*Task data*
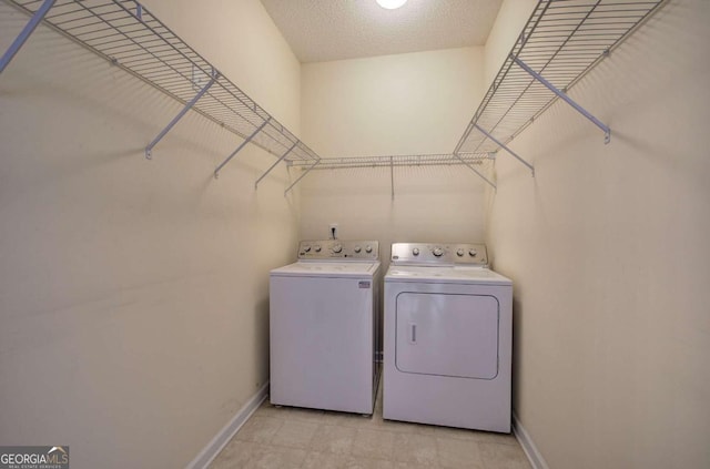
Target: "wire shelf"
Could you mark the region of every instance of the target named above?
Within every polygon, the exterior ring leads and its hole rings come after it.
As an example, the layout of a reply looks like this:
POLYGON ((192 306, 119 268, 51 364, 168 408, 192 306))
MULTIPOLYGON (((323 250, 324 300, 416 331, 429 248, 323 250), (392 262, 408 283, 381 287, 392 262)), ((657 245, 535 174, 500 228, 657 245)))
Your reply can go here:
POLYGON ((540 0, 454 153, 497 152, 557 100, 519 62, 565 93, 663 1, 540 0))
MULTIPOLYGON (((42 0, 6 0, 33 14, 42 0)), ((54 30, 183 104, 214 82, 192 109, 285 161, 318 155, 134 0, 57 0, 54 30), (261 130, 260 130, 261 128, 261 130)))

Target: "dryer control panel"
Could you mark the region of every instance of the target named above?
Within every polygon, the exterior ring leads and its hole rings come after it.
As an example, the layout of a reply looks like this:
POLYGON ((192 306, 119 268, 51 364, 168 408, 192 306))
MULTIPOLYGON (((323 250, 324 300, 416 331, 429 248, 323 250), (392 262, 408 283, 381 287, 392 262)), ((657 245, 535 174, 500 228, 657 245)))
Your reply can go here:
POLYGON ((487 266, 485 244, 393 243, 392 263, 397 265, 487 266))
POLYGON ((378 261, 379 242, 341 239, 302 241, 298 245, 298 259, 378 261))

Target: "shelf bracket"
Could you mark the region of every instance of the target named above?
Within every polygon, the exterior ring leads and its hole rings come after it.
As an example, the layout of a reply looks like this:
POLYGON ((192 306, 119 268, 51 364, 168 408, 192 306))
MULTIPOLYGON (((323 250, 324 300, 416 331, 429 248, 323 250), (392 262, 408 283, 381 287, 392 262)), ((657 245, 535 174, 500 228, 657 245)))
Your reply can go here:
POLYGON ((271 116, 268 116, 268 119, 266 119, 264 121, 263 124, 261 124, 258 128, 256 128, 256 130, 254 132, 251 133, 250 136, 247 136, 242 143, 240 143, 240 146, 236 147, 236 150, 234 150, 232 152, 231 155, 229 155, 226 157, 226 160, 224 160, 222 162, 222 164, 220 164, 215 170, 214 170, 214 179, 216 180, 217 177, 220 177, 220 170, 223 169, 229 162, 230 160, 232 160, 234 157, 234 155, 236 155, 244 146, 246 146, 246 144, 248 142, 252 141, 252 139, 254 139, 256 136, 256 134, 258 134, 265 126, 266 124, 271 121, 271 116))
POLYGON ((262 182, 262 180, 263 180, 264 177, 266 177, 266 175, 267 175, 268 173, 271 173, 271 171, 272 171, 274 167, 276 167, 276 165, 277 165, 278 163, 281 163, 282 161, 284 161, 284 159, 285 159, 286 156, 288 156, 288 153, 291 153, 291 152, 293 151, 293 149, 295 149, 295 147, 296 147, 296 145, 297 145, 297 144, 298 144, 298 142, 297 142, 297 141, 296 141, 296 142, 294 142, 294 144, 293 144, 293 145, 291 145, 291 149, 288 149, 288 150, 286 151, 286 153, 284 153, 283 155, 281 155, 281 157, 280 157, 278 160, 276 160, 276 162, 275 162, 274 164, 272 164, 272 165, 271 165, 271 167, 270 167, 268 170, 266 170, 266 172, 265 172, 264 174, 262 174, 262 176, 261 176, 260 179, 257 179, 257 180, 256 180, 256 182, 254 183, 254 188, 258 188, 258 183, 260 183, 260 182, 262 182))
POLYGON ((8 67, 14 55, 20 51, 20 49, 22 49, 24 42, 27 42, 30 35, 32 35, 34 29, 42 22, 47 12, 52 8, 55 1, 57 0, 44 0, 42 6, 34 12, 34 14, 32 14, 30 21, 28 21, 22 31, 20 31, 20 34, 18 34, 14 41, 10 44, 6 53, 2 54, 2 59, 0 59, 0 73, 4 71, 6 67, 8 67))
POLYGON ((190 100, 190 102, 187 104, 185 104, 185 106, 182 109, 182 111, 180 111, 178 113, 178 115, 175 115, 173 118, 172 121, 170 121, 170 123, 168 124, 168 126, 165 129, 163 129, 163 131, 161 133, 158 134, 158 136, 155 139, 153 139, 153 141, 151 143, 148 144, 148 146, 145 147, 145 157, 148 160, 150 160, 151 157, 153 157, 153 146, 155 146, 158 144, 158 142, 160 142, 163 136, 165 136, 168 134, 168 132, 171 131, 171 129, 183 118, 183 115, 185 115, 187 113, 187 111, 190 111, 192 109, 193 105, 195 105, 195 103, 200 100, 200 98, 202 98, 204 95, 204 93, 207 92, 207 90, 210 90, 210 86, 212 86, 212 84, 214 84, 214 82, 217 80, 217 78, 220 78, 220 73, 216 70, 212 70, 212 77, 210 78, 210 81, 207 82, 207 84, 205 84, 202 90, 200 90, 200 92, 197 94, 194 95, 194 98, 192 100, 190 100))
POLYGON ((606 125, 604 122, 601 122, 600 120, 595 118, 585 108, 582 108, 579 104, 577 104, 571 98, 569 98, 567 95, 567 93, 564 93, 561 90, 558 90, 557 86, 555 86, 552 83, 547 81, 541 74, 539 74, 535 70, 530 69, 527 63, 525 63, 524 61, 521 61, 520 59, 518 59, 515 55, 510 55, 510 60, 513 60, 519 68, 521 68, 523 70, 528 72, 530 75, 532 75, 532 78, 535 80, 537 80, 540 83, 542 83, 552 93, 557 94, 557 96, 559 99, 564 100, 567 104, 569 104, 572 108, 575 108, 575 110, 577 110, 577 112, 579 112, 581 115, 584 115, 589 121, 591 121, 596 126, 601 129, 604 131, 604 143, 609 143, 611 141, 611 129, 609 129, 608 125, 606 125))
POLYGON ((288 193, 288 191, 291 191, 293 188, 293 186, 295 186, 296 184, 298 184, 298 182, 304 179, 306 176, 306 174, 308 174, 311 172, 311 170, 313 170, 315 166, 317 166, 317 164, 321 163, 321 160, 316 160, 315 163, 313 163, 311 166, 308 166, 308 169, 306 171, 303 172, 303 174, 301 174, 298 176, 297 180, 295 180, 294 182, 291 183, 291 185, 288 187, 286 187, 286 190, 284 191, 284 197, 286 196, 286 194, 288 193))
POLYGON ((466 160, 464 160, 463 157, 460 157, 460 155, 458 153, 453 153, 454 156, 456 156, 462 163, 464 163, 466 165, 466 167, 468 167, 470 171, 473 171, 474 173, 478 174, 478 177, 480 177, 481 180, 486 181, 488 183, 488 185, 490 185, 494 190, 498 191, 498 187, 496 186, 496 184, 494 184, 488 177, 484 176, 484 174, 476 170, 474 166, 470 165, 470 163, 468 163, 466 160))
POLYGON ((496 144, 498 146, 500 146, 503 150, 505 150, 506 152, 510 153, 513 156, 515 156, 520 163, 525 164, 526 166, 528 166, 528 170, 530 170, 530 172, 532 172, 532 176, 535 176, 535 167, 528 163, 527 161, 523 160, 523 157, 520 155, 518 155, 516 152, 514 152, 513 150, 510 150, 505 143, 503 143, 501 141, 499 141, 498 139, 496 139, 495 136, 493 136, 491 134, 489 134, 488 132, 486 132, 480 125, 478 124, 474 124, 474 126, 478 130, 478 132, 483 133, 484 135, 486 135, 488 139, 493 140, 494 142, 496 142, 496 144))

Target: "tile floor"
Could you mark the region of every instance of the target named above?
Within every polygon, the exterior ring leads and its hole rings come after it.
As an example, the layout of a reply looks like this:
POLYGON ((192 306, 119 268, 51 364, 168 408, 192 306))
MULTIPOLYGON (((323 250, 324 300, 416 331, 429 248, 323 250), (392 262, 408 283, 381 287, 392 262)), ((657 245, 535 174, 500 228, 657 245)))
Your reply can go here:
POLYGON ((513 435, 384 420, 378 396, 371 417, 276 408, 266 399, 210 468, 531 467, 513 435))

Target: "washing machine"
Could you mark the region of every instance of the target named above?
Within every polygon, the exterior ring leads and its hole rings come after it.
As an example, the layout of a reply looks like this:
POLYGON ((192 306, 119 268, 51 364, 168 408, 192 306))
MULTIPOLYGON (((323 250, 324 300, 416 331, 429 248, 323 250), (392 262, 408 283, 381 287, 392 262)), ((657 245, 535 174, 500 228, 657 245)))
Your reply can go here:
POLYGON ((271 402, 372 414, 379 363, 379 243, 303 241, 271 271, 271 402))
POLYGON ((486 246, 395 243, 384 296, 384 418, 510 432, 513 283, 486 246))

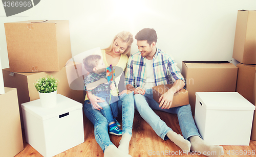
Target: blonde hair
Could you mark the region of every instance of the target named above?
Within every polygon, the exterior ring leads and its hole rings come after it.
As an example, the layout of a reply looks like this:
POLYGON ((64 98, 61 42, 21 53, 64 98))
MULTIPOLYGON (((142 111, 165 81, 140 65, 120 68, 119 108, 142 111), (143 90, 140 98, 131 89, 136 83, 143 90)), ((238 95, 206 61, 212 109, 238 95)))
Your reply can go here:
POLYGON ((91 55, 86 57, 82 62, 84 65, 84 68, 89 72, 93 72, 93 68, 96 67, 98 61, 100 60, 101 56, 99 55, 91 55))
POLYGON ((113 39, 112 42, 111 43, 110 46, 109 47, 103 49, 108 52, 112 51, 113 44, 116 39, 119 39, 122 42, 127 43, 127 48, 122 54, 126 55, 128 57, 129 57, 131 54, 131 46, 132 45, 132 43, 133 43, 133 37, 132 33, 127 31, 121 32, 117 34, 114 37, 114 39, 113 39))

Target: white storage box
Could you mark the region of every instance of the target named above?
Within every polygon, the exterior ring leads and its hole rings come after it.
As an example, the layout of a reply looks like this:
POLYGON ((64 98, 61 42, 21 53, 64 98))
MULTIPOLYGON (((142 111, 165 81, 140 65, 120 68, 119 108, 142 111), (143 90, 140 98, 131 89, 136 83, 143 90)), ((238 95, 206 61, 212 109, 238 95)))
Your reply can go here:
POLYGON ((237 92, 196 92, 196 95, 195 120, 205 142, 249 145, 254 106, 237 92))
POLYGON ((45 157, 84 142, 82 107, 59 94, 54 108, 41 107, 40 99, 22 103, 27 142, 45 157))

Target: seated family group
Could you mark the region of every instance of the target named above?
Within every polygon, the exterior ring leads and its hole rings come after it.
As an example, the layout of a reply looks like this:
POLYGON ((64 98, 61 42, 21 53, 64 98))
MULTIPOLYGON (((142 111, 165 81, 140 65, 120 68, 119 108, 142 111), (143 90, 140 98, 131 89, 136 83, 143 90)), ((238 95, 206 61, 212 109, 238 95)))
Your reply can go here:
POLYGON ((202 140, 189 104, 171 108, 174 93, 184 87, 185 82, 172 57, 156 47, 155 30, 142 29, 135 38, 139 51, 131 55, 133 35, 123 31, 114 37, 108 48, 101 50, 102 55, 91 55, 83 61, 90 72, 84 80, 87 94, 83 111, 94 125, 95 139, 104 156, 131 156, 129 143, 135 109, 161 138, 170 139, 183 152, 215 152, 209 156, 220 155, 222 146, 208 145, 202 140), (105 67, 110 65, 123 70, 126 90, 119 92, 117 88, 120 75, 107 80, 105 67), (160 97, 158 103, 153 98, 152 87, 169 84, 173 87, 160 97), (176 114, 183 136, 168 127, 153 109, 176 114), (121 113, 122 130, 116 119, 118 113, 121 113), (122 136, 118 147, 110 141, 109 134, 122 136))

*Given instruction*
Rewrite the material from its first line through the line holding "POLYGON ((378 261, 379", inclusive, swapping "exterior ring" for "outer ring" and keeping everything else the same. Omit the pictures.

*Correct answer*
Target: "wire shelf"
Could you mark the region of every instance of the target named above?
Within every polygon, the outer ring leads and its hole rings come after it.
As an example, the layout of a reply looks like this:
POLYGON ((192 306, 119 268, 51 364, 168 408, 192 306))
MULTIPOLYGON (((323 250, 324 300, 416 331, 429 248, 323 250), (392 262, 408 283, 381 287, 392 262)), ((657 245, 535 174, 500 228, 657 245)))
Your reply can go here:
POLYGON ((540 0, 454 153, 497 152, 557 100, 519 62, 565 93, 663 1, 540 0))
MULTIPOLYGON (((42 0, 6 0, 33 14, 42 0)), ((54 30, 183 104, 214 82, 192 109, 285 161, 318 155, 134 0, 57 0, 54 30), (261 130, 260 130, 261 128, 261 130)))

Target: "dryer control panel"
Could you mark the region of every instance of the target named above?
Within every polygon, the outer ring leads and its hole rings come after it.
As an example, the layout of a reply looks like this:
POLYGON ((192 306, 119 268, 51 364, 168 408, 192 306))
MULTIPOLYGON (((323 250, 324 300, 416 331, 429 248, 323 250), (392 262, 408 283, 381 287, 392 262)), ((657 245, 535 174, 500 228, 657 245)))
Your reply can go here:
POLYGON ((487 266, 485 244, 393 243, 392 263, 397 265, 487 266))
POLYGON ((378 261, 379 242, 341 239, 302 241, 298 245, 298 259, 378 261))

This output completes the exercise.